Ignition timing, in a spark ignition internal combustion engine, is the process of setting the time that a spark will occur in the combustion chamber (during the power stroke) relative to piston position and crankshaft angular velocity.

Setting the correct ignition timing is crucial in the performance of an engine. The ignition timing affects many variables including engine longevity, fuel economy, and engine power. Modern engines that are controlled by an engine control unit use a computer to control the timing throughout the engine's RPM range. Older engines that use mechanical spark distributors rely on inertia (by using rotating weights and springs) and manifold vacuum in order to set the ignition timing throughout the engine's RPM range. There are many factors that influence ignition timing. These include which type of ignition system is used, engine speed and load, which components are used in the ignition system, and the settings of the ignition system components. Usually, any major engine changes or upgrades will require a change to the ignition timing settings of the engine.

RULE OF THUMB:

A good rule of thumb to follow when taking a naturally aspirated vehicle into the realm of boost when it comes to timing is to retard the timing initially to safe yourself from experiencing knock/deto. Typically a globally accepted value of timing retard for boost is:
For every 1psi of boost added take away 1.5 degrees of timing. Keep in mind this amount of timing retard may vary (increase or decrease per PSI) depending on the motors starting compression. On the V6 motor of 10:2:1 compression I would recommend using 2 degrees retard per PSI of boost, 9 : 5 : 1 or 9:2:1 use 1.5 degrees of retard for each PSI of boost and 8’s and below use 1 degree.

This rule of thumb is in no way gonna make the most power initially but it will generally run you motor safely while you dial in your AFR. Once you target afr is met. Begin dialing up the Timing advance a degree or two until you are not making anymore noticeable power or u begin to hear or feel ping/knock/deto then retard it 2 degrees and you should be good.

WEATHER CONDITIONS: (WOT Air Fuel Tuning)

▶ _DATA ENTRIES_:

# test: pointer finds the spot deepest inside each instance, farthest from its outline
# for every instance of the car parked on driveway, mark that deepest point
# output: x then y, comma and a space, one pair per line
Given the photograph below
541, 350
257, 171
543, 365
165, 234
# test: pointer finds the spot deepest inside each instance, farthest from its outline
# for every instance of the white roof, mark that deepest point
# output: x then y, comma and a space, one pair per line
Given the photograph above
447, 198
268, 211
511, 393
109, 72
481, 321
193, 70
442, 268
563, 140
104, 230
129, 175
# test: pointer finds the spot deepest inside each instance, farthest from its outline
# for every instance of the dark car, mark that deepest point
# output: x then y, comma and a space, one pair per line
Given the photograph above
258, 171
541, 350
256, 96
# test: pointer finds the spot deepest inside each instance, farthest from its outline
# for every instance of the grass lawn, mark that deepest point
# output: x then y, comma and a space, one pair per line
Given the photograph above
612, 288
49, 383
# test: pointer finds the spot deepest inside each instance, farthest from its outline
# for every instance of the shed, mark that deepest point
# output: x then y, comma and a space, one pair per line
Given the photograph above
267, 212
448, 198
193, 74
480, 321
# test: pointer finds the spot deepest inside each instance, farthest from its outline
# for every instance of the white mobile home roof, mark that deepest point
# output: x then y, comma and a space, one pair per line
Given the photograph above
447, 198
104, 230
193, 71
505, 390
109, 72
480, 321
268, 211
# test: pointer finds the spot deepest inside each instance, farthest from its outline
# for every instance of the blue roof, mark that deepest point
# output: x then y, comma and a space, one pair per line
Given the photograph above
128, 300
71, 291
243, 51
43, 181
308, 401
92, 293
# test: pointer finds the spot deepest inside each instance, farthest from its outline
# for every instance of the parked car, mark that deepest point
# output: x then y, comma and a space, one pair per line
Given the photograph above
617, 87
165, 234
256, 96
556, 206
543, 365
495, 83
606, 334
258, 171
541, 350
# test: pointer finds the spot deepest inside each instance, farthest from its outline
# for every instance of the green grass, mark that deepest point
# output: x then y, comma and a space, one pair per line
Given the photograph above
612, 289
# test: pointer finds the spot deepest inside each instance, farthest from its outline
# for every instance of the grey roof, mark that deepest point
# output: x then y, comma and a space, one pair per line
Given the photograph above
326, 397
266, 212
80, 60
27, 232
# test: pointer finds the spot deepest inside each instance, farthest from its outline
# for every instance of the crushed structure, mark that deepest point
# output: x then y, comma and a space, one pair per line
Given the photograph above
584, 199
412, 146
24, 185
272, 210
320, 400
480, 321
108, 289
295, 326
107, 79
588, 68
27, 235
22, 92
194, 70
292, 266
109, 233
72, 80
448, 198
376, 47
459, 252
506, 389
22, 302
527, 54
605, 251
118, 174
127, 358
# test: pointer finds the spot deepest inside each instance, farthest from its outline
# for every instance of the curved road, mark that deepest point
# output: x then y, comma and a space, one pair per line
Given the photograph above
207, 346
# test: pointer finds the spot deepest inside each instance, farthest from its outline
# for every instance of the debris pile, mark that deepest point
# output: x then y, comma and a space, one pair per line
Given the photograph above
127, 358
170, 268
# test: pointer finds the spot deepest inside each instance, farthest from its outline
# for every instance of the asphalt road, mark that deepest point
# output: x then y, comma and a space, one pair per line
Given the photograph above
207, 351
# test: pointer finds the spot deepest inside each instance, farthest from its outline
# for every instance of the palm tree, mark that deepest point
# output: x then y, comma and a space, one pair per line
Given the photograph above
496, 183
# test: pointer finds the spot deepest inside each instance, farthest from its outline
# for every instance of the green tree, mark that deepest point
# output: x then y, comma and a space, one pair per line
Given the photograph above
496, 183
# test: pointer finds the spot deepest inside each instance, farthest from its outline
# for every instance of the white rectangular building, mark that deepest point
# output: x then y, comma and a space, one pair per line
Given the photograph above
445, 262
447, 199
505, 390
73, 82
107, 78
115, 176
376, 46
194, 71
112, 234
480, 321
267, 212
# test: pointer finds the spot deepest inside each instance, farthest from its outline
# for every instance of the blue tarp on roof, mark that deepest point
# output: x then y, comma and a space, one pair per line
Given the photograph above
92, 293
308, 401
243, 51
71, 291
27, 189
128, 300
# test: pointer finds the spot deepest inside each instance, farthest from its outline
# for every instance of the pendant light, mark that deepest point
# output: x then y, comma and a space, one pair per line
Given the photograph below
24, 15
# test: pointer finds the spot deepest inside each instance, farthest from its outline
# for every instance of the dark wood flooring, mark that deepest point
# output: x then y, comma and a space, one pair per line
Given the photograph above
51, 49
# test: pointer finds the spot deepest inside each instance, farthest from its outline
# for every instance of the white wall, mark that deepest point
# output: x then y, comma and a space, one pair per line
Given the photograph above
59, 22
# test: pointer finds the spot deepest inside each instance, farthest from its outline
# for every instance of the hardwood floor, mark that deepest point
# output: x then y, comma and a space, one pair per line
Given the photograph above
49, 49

▶ _EXERCISE DIRECTIONS_: Pick up the ignition timing text where it stops and keep writing it. The records have no connection to the ignition timing text.

▶ _EXERCISE RESPONSE_:
Anyone who assumes that the tunes can be left alone once they have been set is sadly mistaken. An overnight change in weather conditions may prevent an engine from running or may put it at risk of some damage if adjustments aren’t made to the fuel-mixture settings. While its highly uncommon, but has happened to not have a car start due to cold weather and etc. it can happen. Ignoring an engine’s tuning needs compromises its ability to make horsepower and at time can lead to detrimental engine damage. In response to certain changes in weather, equipment and other variables, engines must be regularly retuned, or at the minimum have a couple different tunes for different weather and driving conditions.

Temperature:

Hot weather requires a leaner mixture setting; cold weather requires a richer setting. Most people assume the opposite because they treat the mixture adjustments like a thermostat.

IE- the temperture goes up, you add more fuel, the temperture goes down, you take away fuel. It is wrong to assume that colder weather requires a leaner setting to keep heat in the engine and vice versa.

Cold air is denser than hot air. The denser, colder air packs more oxygen into the engine, so going from hot weather to cold needs a commensurate increase of fuel to balance ratio of fuel-burning oxygen and the fuel itself. The opposite is true in hotter weather. Going from cold to hot weather requires a leaner mixture setting.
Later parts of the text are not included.